--- START Provided data ---
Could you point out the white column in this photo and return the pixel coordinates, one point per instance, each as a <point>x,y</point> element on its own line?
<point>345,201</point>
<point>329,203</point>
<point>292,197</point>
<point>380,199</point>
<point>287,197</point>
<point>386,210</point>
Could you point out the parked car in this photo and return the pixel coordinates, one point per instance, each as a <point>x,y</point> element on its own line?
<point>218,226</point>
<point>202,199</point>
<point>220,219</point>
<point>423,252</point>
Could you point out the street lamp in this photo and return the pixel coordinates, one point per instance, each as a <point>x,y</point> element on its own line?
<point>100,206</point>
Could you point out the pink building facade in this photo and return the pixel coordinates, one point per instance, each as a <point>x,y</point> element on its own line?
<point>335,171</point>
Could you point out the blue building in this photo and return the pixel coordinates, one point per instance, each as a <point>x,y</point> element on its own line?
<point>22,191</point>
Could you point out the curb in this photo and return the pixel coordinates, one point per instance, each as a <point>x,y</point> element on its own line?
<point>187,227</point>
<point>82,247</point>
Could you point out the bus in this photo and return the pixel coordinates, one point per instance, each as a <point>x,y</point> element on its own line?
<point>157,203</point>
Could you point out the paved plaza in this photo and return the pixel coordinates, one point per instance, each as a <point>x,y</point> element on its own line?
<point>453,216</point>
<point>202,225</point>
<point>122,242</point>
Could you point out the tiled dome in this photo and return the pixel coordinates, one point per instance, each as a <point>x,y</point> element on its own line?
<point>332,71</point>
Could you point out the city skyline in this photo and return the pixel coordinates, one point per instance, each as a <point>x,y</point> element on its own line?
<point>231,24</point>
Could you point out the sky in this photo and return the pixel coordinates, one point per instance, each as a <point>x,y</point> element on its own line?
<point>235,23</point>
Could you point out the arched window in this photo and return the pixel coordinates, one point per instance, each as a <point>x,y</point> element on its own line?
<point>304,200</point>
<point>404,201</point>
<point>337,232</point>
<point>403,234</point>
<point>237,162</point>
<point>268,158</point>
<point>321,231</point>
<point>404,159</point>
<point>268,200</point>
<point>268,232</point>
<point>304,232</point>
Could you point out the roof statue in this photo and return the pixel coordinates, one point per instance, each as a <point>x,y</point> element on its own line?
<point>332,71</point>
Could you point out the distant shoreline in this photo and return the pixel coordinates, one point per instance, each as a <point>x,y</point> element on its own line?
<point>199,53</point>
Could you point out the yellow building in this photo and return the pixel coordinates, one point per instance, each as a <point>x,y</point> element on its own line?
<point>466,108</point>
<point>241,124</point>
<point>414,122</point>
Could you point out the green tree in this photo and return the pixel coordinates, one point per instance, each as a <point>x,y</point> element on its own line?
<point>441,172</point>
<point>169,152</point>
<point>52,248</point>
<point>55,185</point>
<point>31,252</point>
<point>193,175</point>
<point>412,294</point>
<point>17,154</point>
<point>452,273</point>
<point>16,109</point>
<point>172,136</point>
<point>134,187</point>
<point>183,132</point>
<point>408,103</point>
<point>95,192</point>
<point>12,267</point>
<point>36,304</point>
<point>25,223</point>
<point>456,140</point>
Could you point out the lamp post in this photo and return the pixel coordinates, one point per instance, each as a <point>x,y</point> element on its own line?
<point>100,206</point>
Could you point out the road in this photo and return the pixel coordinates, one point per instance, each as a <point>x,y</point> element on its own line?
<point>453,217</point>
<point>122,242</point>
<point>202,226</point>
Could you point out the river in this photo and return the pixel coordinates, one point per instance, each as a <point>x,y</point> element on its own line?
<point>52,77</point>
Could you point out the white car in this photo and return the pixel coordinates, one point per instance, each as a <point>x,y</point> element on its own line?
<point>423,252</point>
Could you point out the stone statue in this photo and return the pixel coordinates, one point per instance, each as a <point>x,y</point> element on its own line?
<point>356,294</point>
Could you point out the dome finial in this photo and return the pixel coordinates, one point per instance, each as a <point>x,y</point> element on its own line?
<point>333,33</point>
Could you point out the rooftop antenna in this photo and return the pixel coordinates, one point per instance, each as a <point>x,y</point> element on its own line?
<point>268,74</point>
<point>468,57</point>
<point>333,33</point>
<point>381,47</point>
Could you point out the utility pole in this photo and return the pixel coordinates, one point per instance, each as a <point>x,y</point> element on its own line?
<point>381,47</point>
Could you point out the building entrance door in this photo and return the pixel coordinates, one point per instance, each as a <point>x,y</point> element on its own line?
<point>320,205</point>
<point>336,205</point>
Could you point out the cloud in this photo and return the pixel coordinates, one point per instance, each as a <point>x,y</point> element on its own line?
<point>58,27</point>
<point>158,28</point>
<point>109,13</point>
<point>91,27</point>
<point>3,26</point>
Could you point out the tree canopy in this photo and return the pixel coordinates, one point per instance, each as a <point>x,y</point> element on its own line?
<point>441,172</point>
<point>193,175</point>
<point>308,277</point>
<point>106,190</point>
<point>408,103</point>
--- END Provided data ---
Reproduce each of the items above verbatim, from the first to the last.

Response below -
Could you point out the white column in this photo and return the pixel coordinates, one point per instance, each as a <point>x,y</point> element on its own line?
<point>345,201</point>
<point>329,203</point>
<point>292,197</point>
<point>380,199</point>
<point>287,197</point>
<point>386,210</point>
Could you point out the parked car in this photo and return the pixel coordinates, one point per instance, each as a <point>x,y</point> element on its own line?
<point>218,226</point>
<point>202,199</point>
<point>220,219</point>
<point>423,252</point>
Could you point out the street lamp in this photo and return the pixel coordinates, one point per instance, each as a <point>x,y</point> element on its own line?
<point>100,206</point>
Could you point out the pink building facade in this photo and return the pixel coordinates, one point per instance, each as a <point>x,y</point> element on its own line?
<point>335,171</point>
Could you point out the blue building in this photo and return the pixel coordinates, one point per instance, each as a <point>x,y</point> element on its own line?
<point>22,191</point>
Could you point out the curb in this photo and return the pixel coordinates, one point per instance, each as a <point>x,y</point> element on its own line?
<point>187,227</point>
<point>82,247</point>
Could you point out the bus in this photo and return the pixel coordinates, one point per instance, each as a <point>x,y</point> element on its own line?
<point>157,203</point>
Could you point out the paved plaza in this photo and return the pixel coordinates, one point per instance, each as a <point>x,y</point> element on its own line?
<point>453,216</point>
<point>202,225</point>
<point>122,242</point>
Could you point out the tiled dome in this photo and return the pixel coordinates, one point per instance, each as a <point>x,y</point> element on its own line?
<point>332,71</point>
Could you point out the city skyline in this photo and return the pixel coordinates, one point per instance, each as a <point>x,y</point> element on its own line?
<point>231,24</point>
Could you point out the sky in this photo and return the pixel coordinates, one point per instance, each as a <point>x,y</point> element on its own line?
<point>235,23</point>
Could you point out the arched window in this photo and return the pixel coordinates, one point per instance, each as a <point>x,y</point> element on its own line?
<point>304,200</point>
<point>404,201</point>
<point>337,232</point>
<point>403,234</point>
<point>237,162</point>
<point>268,158</point>
<point>321,231</point>
<point>404,159</point>
<point>268,200</point>
<point>268,232</point>
<point>304,232</point>
Could you point out the roof statue in this photo and return the pixel coordinates, one point per instance, each as a <point>x,y</point> element on its own line?
<point>332,71</point>
Could you point out the distant shoreline in this photo and return the pixel coordinates, one point per instance, each as a <point>x,y</point> element on its own line?
<point>199,53</point>
Could you point out the yellow building in this photo and return the pixel coordinates, one point per instance, each as a <point>x,y</point> element on its own line?
<point>466,108</point>
<point>241,124</point>
<point>414,122</point>
Could you point out the green tree in this photo and return the pixel coordinates, one point per instance, each as a <point>x,y</point> element on its own line?
<point>441,172</point>
<point>169,152</point>
<point>52,248</point>
<point>55,185</point>
<point>31,252</point>
<point>193,175</point>
<point>412,294</point>
<point>17,154</point>
<point>452,273</point>
<point>16,109</point>
<point>172,136</point>
<point>134,187</point>
<point>183,132</point>
<point>408,103</point>
<point>95,192</point>
<point>12,267</point>
<point>36,304</point>
<point>25,223</point>
<point>456,140</point>
Could you point out the lamp post in this photo and return the pixel coordinates, one point per instance, each as a <point>x,y</point> element on its own line?
<point>100,206</point>
Could you point out the road in this photo and return the pixel coordinates, one point per instance, each as a <point>x,y</point> element on its own line?
<point>453,217</point>
<point>122,242</point>
<point>202,226</point>
Could you point out the river in this photo and return the pixel coordinates, one point per instance, each as a <point>x,y</point> element on its own line?
<point>52,77</point>
Could you point out the white car in this photo and return the pixel coordinates, one point per instance, each as a <point>x,y</point> element on its own line?
<point>423,252</point>
Could you point out the stone statue in this photo and return the pixel coordinates, one point per instance, each as a <point>x,y</point> element on its own line?
<point>356,294</point>
Could you point out the dome finial in this photo and return the pixel coordinates, one point per instance, each as a <point>x,y</point> element on its own line?
<point>333,33</point>
Could you point out the rooftop antenna in this photo and return the pixel coordinates, one point per instance, each as a <point>x,y</point> element on its own line?
<point>268,74</point>
<point>468,57</point>
<point>333,33</point>
<point>381,47</point>
Could you point out the utility pole in this photo and return the pixel coordinates, one point per instance, each as a <point>x,y</point> element on its own line?
<point>381,47</point>
Could you point out the building entrance door in this photo and return the pixel coordinates, one point per instance, each as a <point>x,y</point> element on its own line?
<point>320,205</point>
<point>336,205</point>
Could you point out the cloud in this photo and return the pixel coordinates, one point per instance, each as a <point>x,y</point> element on its own line?
<point>58,27</point>
<point>158,28</point>
<point>109,13</point>
<point>91,27</point>
<point>3,26</point>
Could you point out the tree canopy in this photo and return the pixel coordinates, one point per instance, each as a <point>x,y</point> element on its own line?
<point>441,172</point>
<point>193,175</point>
<point>308,277</point>
<point>106,190</point>
<point>408,103</point>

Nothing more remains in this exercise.